§ DATA LISTING:
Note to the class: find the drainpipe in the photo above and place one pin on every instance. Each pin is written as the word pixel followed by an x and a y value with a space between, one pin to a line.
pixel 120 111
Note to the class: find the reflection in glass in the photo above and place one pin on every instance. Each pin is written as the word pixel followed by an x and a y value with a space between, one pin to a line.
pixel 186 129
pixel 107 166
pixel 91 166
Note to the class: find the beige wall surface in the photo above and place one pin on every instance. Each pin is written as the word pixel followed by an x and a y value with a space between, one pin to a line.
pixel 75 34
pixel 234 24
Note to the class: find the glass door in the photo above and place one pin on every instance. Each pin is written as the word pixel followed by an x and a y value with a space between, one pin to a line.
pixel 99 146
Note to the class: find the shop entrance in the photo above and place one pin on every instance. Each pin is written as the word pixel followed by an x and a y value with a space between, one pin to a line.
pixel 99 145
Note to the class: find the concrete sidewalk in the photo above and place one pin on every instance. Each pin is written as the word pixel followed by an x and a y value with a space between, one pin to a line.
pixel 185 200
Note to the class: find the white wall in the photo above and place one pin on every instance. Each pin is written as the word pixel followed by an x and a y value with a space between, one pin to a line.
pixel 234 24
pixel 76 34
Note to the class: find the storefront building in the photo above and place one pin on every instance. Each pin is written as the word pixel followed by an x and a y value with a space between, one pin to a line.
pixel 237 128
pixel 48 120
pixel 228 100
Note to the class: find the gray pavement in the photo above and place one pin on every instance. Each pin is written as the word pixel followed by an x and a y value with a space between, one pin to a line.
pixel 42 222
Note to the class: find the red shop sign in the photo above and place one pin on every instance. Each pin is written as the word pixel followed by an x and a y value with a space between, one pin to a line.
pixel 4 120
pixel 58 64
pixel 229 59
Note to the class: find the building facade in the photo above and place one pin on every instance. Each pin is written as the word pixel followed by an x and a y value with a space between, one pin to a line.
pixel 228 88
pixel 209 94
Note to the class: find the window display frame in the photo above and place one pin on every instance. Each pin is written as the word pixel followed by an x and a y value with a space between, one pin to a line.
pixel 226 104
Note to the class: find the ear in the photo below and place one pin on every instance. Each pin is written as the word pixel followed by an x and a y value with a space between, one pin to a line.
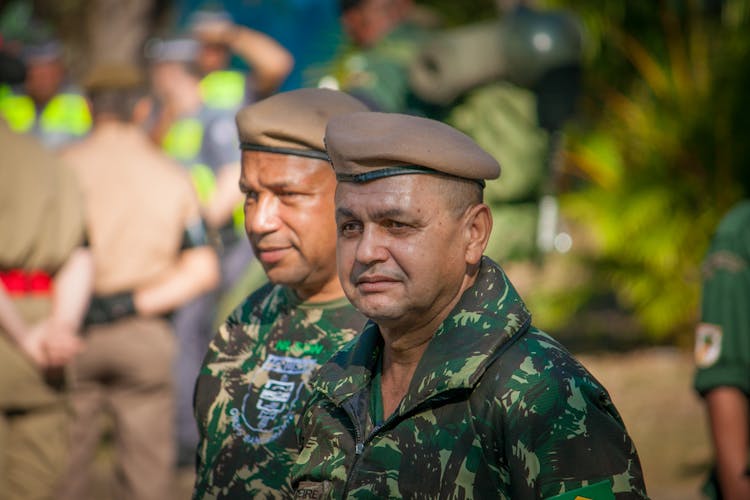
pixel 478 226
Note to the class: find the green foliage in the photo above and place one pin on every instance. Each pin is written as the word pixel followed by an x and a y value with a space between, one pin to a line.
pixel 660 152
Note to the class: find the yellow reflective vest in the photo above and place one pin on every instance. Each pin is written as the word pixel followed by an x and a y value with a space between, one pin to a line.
==
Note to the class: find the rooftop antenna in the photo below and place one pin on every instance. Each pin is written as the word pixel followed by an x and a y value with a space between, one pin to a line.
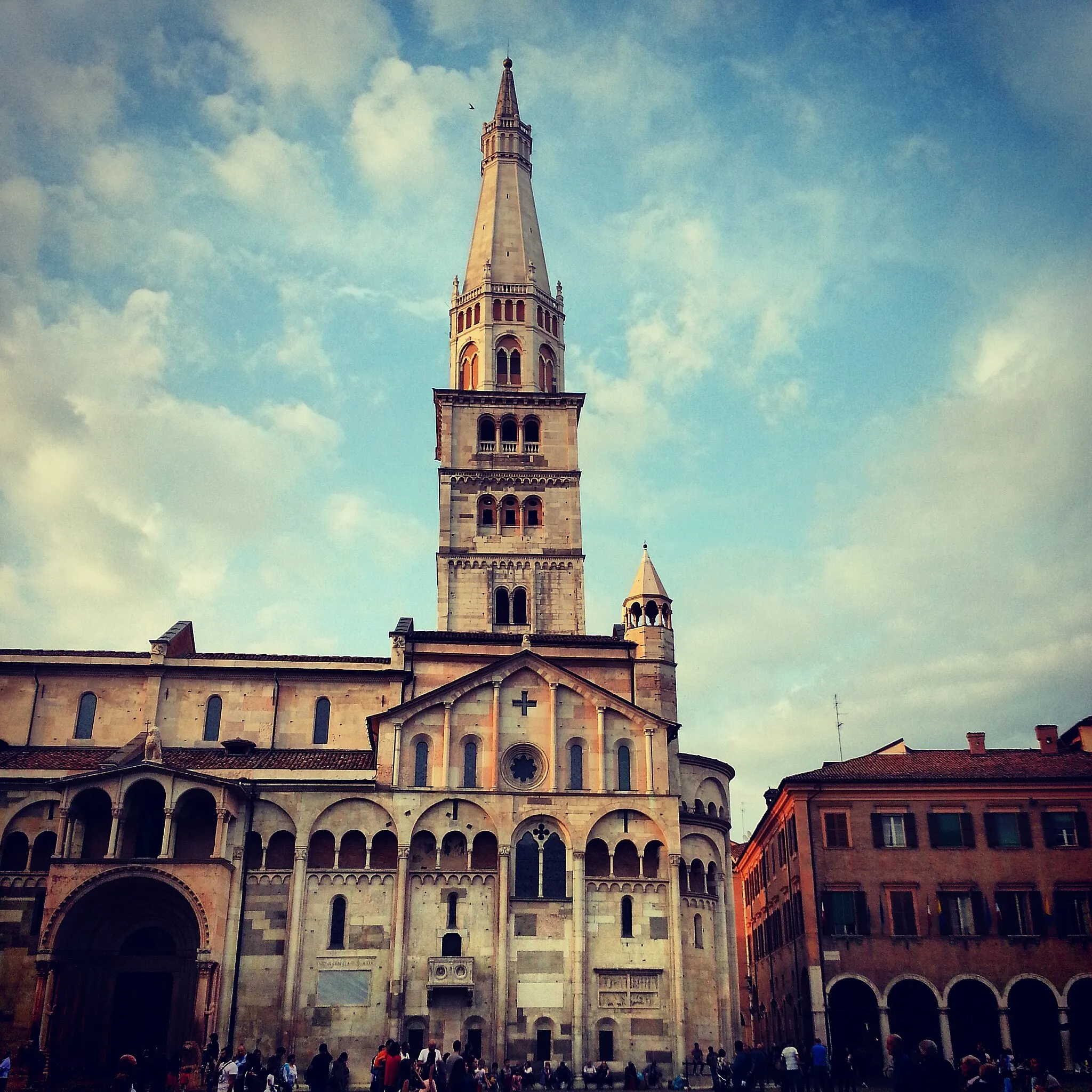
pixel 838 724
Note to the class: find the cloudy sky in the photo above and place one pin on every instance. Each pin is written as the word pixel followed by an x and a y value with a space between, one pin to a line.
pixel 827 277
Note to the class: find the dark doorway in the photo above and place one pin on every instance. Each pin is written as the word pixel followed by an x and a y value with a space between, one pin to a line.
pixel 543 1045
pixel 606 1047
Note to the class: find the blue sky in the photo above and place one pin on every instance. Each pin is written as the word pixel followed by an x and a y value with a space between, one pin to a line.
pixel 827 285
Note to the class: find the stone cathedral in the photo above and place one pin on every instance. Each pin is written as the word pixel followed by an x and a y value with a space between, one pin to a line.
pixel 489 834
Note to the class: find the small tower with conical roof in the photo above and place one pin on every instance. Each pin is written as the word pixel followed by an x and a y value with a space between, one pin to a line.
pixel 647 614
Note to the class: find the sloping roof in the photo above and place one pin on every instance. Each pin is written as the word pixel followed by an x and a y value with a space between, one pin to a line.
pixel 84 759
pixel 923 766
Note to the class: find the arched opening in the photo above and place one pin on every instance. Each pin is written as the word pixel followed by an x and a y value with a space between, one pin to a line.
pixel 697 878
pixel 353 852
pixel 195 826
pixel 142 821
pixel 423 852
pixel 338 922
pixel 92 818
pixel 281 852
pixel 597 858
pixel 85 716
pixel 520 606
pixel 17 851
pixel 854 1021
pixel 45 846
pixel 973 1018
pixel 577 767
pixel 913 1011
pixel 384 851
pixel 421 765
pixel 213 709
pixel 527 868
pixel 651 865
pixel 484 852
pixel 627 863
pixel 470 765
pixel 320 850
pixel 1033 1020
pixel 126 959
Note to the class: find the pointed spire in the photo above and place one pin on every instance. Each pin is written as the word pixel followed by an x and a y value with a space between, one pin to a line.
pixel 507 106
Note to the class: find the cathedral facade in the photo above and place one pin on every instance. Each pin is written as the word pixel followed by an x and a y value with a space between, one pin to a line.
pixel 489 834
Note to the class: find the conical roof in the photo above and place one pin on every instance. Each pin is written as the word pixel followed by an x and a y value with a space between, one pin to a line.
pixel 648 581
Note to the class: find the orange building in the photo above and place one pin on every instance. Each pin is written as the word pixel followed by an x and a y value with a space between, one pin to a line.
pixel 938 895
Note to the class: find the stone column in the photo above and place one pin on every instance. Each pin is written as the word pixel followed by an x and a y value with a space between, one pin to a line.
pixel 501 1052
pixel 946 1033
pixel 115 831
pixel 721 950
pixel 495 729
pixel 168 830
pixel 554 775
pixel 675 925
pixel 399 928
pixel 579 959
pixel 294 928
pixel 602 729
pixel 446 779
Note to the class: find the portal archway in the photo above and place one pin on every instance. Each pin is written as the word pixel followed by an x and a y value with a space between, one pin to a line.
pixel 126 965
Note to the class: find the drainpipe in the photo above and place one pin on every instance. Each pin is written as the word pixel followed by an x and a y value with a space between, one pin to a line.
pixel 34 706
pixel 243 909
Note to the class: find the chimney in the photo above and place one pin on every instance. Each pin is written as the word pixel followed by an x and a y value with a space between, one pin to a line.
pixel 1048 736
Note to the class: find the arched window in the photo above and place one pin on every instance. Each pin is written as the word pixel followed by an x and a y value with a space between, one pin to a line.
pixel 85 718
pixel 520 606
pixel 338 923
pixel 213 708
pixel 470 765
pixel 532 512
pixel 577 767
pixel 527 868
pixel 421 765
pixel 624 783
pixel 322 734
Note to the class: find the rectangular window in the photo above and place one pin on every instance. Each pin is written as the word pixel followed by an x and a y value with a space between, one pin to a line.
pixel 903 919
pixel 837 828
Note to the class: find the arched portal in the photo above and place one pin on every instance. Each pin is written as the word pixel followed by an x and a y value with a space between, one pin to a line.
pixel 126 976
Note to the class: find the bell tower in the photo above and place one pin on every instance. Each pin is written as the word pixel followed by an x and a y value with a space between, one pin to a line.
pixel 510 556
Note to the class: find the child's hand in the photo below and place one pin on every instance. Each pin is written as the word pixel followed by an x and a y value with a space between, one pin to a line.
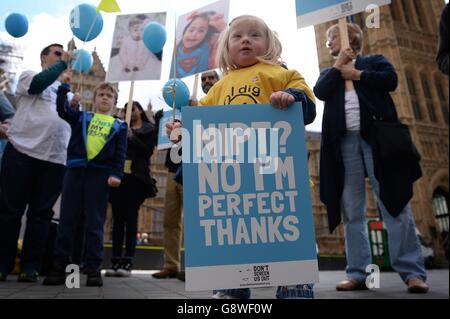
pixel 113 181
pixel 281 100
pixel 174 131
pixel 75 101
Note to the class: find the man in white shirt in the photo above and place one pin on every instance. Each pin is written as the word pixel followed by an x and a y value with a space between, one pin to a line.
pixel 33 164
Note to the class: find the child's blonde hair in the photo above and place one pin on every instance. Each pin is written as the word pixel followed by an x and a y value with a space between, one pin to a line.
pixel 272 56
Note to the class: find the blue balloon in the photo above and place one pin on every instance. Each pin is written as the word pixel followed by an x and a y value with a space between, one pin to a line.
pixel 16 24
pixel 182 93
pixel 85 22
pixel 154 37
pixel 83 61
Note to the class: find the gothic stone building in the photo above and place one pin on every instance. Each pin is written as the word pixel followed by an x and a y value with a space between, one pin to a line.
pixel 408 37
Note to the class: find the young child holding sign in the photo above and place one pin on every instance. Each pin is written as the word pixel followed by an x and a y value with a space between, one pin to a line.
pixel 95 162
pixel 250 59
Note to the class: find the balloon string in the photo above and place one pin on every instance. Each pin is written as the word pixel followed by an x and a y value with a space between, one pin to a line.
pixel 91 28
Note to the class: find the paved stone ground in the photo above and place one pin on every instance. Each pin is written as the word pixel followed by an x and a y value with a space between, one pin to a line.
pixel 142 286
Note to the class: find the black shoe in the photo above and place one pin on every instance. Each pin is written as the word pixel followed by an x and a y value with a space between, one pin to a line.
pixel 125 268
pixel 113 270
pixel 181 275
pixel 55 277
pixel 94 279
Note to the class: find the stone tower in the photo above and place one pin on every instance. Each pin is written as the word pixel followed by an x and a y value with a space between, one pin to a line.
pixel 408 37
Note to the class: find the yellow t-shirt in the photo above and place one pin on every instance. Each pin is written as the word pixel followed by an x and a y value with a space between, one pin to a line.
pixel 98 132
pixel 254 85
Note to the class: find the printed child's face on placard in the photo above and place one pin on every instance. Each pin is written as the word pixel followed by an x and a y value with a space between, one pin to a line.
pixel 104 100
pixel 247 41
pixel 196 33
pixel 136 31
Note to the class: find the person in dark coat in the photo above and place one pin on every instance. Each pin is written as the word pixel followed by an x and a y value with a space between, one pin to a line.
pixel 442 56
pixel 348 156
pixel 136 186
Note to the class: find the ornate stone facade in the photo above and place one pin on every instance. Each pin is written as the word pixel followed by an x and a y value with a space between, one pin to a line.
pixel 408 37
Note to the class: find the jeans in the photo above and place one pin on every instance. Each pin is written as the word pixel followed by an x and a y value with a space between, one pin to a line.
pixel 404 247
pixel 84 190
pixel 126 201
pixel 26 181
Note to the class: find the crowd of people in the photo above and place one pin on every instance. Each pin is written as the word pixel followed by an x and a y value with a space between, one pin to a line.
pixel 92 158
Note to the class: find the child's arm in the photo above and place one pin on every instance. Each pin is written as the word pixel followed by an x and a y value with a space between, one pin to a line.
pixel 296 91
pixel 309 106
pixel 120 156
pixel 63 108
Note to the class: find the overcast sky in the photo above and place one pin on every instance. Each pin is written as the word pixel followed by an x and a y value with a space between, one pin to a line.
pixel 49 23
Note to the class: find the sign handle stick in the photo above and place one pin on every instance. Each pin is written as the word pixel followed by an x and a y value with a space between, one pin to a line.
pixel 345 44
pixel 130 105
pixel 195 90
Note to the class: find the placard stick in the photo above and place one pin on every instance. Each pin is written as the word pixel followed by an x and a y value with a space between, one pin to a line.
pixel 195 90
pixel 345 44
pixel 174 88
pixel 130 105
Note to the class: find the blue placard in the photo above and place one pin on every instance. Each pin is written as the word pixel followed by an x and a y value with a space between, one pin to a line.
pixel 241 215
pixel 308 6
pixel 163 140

§ YOUR TASK: Express the lines of the listing above as a JSON list of strings, starting at the line that contains "Note to the class: find the blue sky" and ending at the line that contains "pixel 647 614". Give one string per line and omit blank lines.

§ CORRECT RESULT:
[
  "Note to the class: find the blue sky in the photo above and place one pin on every instance. Each pin is written as the word pixel followed by an x and a y value with a space between, one pin to a line.",
  "pixel 827 285",
  "Note to the class: find the stone cathedral in the photo above and place one pin on every instance. Each pin is written as the word pixel followed by an x and a y value with a space between, one pin to a line.",
  "pixel 489 834",
  "Note to the class: find the small tower with conical roof in the photo above and place one pin on every instance. Each pin is written as the word pixel followed by an x and a y value with a space between, one pin to a line.",
  "pixel 647 614"
]